Travail à effectuer:
1) D'après le commentaire sur l'humilité, combien d'hommes accompagnent Essav lorsqu'il vient à la rencontre de Ya’akov ?
2) Rédigez la suite du commentaire sur l'humilité et l'orgueil, en reprenant après sa dernière phrase.

Document source:

L’humilité, écran contre l’orgueil

« Ainsi parle ton serviteur Ya’akov: J’ai séjourné chez Laban et j’ai tardé jusqu’à présent... les messagers revinrent auprès de Ya’akov en disant: Nous sommes allés trouver ton frère Essav, et lui-même vient à ta rencontre, accompagné de quatre cents hommes. Ya’akov eut très peur et fut rempli d’anxiété » (Béréchith 32:5-8).

Nous avons déjà cité le commentaire de Rachi basé sur le Midrach, mais il nous reste encore quelques questions.

1. Nous nous sommes demandé à plusieurs reprises ce que Ya’akov veut faire comprendre à Essav? Ya’akov attise la colère de son frère, et la haine d’Essav sera d’autant plus vive que son père a béni Ya’akov en disant: « Lorsque la voix de Ya’akov se fait entendre dans les maisons d’étude et de prière, les mains d’Essav sont impuissantes » (Béréchith Rabah 65:16; Zohar I, 171a).

2. Comment est-il possible que Ya’akov ait observé tous les commandements de la Torah chez Laban alors qu’il était en exil où il ne pouvait ni honorer ses parents, ni pratiquer les commandements qui ne s’appliquent qu’en terre d’Israël, ni probablement respecter d’autres obligations?

Données brutes:
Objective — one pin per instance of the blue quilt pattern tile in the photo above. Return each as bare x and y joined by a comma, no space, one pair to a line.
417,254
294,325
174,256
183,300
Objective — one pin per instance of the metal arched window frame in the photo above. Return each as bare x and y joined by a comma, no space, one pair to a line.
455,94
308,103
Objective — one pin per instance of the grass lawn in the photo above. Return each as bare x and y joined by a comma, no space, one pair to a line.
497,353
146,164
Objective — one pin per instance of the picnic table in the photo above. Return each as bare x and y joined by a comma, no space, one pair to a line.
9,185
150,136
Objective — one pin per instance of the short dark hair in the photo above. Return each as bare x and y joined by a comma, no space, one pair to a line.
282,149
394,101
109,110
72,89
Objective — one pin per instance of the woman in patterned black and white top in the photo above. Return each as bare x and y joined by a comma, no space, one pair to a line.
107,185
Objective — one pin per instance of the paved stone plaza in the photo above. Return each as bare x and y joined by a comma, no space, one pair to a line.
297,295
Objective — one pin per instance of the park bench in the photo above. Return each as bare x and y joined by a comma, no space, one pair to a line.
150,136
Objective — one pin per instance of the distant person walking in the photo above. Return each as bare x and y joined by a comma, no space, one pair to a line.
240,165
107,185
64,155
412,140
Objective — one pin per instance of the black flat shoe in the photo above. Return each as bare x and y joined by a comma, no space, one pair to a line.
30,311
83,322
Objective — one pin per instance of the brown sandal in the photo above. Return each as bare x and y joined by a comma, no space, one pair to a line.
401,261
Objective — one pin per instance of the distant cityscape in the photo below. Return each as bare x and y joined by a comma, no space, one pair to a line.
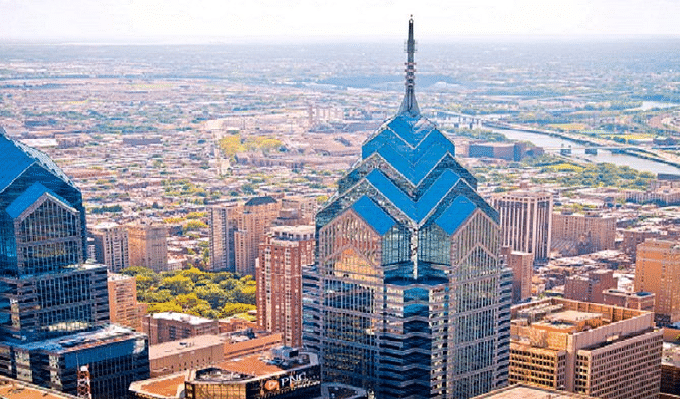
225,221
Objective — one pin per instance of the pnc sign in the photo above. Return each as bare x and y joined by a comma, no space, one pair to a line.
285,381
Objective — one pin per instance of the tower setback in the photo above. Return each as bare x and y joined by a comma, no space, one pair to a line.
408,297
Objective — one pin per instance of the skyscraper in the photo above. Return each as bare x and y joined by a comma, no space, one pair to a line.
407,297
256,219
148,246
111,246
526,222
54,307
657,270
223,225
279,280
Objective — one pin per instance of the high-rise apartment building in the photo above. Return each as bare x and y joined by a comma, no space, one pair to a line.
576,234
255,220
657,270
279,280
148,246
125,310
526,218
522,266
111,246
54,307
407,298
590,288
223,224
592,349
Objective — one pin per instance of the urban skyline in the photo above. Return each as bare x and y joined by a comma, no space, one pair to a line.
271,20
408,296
==
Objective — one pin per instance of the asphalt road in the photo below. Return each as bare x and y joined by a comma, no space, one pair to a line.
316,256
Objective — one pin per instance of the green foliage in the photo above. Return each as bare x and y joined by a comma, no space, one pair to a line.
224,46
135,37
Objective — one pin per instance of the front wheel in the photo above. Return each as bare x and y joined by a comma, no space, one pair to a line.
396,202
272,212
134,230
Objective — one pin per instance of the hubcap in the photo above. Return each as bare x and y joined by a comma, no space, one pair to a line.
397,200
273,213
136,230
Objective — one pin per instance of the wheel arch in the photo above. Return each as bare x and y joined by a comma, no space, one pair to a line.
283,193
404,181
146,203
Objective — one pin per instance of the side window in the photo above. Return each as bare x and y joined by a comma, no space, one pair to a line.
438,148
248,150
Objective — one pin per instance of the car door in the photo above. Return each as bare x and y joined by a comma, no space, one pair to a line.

Les réponses:
1) Quatre cents hommes.

2)
3. Pourquoi Essav se fait-il accompagner de quatre cents hommes? Qu’est-ce que ce chiffre indique? Et pourquoi Ya’akov a-t-il si peur de lui puisqu’après avoir réussi à vaincre l’ange d’Essav (‘Houlin 92a; Béréchith Rabah 78:2), il aurait sûrement pu le vaincre aussi?

Pour répondre à ces questions, citons tout d’abord le verset (Ochéa 14:3): « Armez-vous de paroles suppliantes et revenez à D. », que Rachi explique ainsi: « Veuille agréer les paroles que nous prononçons en remplacement des sacrifices que nous aurions dû T’offrir ». Et les Sages disent (Mena’hoth 110a): « Celui qui étudie la Torah est considéré comme s’il présentait un sacrifice », ce qui signifie que l’étude des lois qui gèrent un certain commandement de la Torah est considérée comme équivalente à la pratique de ce commandement. Et donc Ya’akov, qui avait étudié toutes les lois de la Torah fit savoir à Essav que cette étude le sauverait sans aucun doute de ses attaques.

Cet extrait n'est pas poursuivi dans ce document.